Problem to solve: Write out only the lines from the one containing "211, row 180." up to and including the one containing "column 163, row 115", replacing "castle" with "fortress" and leaving everything else unchanged.
# START OF Given data
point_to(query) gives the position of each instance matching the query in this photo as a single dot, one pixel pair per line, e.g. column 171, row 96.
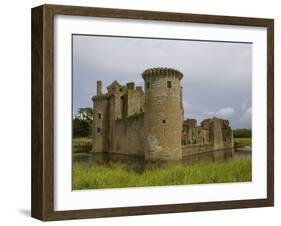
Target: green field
column 81, row 144
column 114, row 176
column 243, row 141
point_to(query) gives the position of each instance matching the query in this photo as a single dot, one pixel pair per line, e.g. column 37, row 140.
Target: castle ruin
column 150, row 123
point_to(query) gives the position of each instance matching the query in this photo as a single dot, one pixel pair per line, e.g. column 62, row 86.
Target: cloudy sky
column 216, row 82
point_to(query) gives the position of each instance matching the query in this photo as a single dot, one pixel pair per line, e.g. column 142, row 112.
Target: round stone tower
column 163, row 118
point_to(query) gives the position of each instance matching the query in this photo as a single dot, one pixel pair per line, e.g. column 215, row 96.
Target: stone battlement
column 161, row 71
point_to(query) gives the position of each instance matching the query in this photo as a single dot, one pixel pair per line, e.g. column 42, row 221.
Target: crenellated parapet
column 161, row 72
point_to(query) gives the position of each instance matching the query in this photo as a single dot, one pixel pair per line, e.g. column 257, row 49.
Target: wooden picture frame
column 42, row 203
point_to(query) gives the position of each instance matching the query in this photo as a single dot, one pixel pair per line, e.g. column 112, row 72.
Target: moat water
column 138, row 164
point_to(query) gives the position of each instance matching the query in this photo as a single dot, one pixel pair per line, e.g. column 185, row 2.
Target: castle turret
column 163, row 118
column 100, row 121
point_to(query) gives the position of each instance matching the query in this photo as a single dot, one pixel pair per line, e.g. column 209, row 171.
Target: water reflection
column 138, row 164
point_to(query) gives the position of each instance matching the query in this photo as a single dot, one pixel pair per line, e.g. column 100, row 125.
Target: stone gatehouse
column 149, row 123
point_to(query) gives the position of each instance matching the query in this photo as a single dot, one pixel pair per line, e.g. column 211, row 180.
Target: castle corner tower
column 163, row 118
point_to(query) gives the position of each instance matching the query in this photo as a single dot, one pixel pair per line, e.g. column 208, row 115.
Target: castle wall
column 135, row 101
column 100, row 125
column 129, row 135
column 120, row 125
column 192, row 149
column 163, row 115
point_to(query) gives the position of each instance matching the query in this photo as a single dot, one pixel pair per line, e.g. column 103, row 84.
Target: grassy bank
column 85, row 177
column 82, row 144
column 243, row 141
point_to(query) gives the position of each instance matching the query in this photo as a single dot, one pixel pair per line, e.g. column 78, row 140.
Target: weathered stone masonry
column 150, row 124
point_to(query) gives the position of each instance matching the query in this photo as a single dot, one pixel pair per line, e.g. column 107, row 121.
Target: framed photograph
column 143, row 112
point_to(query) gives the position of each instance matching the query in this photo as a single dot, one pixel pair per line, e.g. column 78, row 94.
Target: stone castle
column 150, row 123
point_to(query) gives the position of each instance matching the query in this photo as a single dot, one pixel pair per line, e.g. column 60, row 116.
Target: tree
column 82, row 122
column 85, row 114
column 242, row 133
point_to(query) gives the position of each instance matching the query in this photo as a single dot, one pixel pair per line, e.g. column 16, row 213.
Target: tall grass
column 81, row 144
column 98, row 176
# END OF Given data
Exercise response:
point_to(query) gives the position of each instance matching the query in this photo as a single dot, one pixel pair per line, e.g. column 211, row 180.
Target: fortress corner tower
column 163, row 118
point_to(query) gives the position of each instance matching the query in this photo as a single dot, one pixel pair per line, e.g. column 208, row 115.
Target: fortress wall
column 135, row 101
column 100, row 125
column 129, row 135
column 120, row 125
column 192, row 149
column 163, row 115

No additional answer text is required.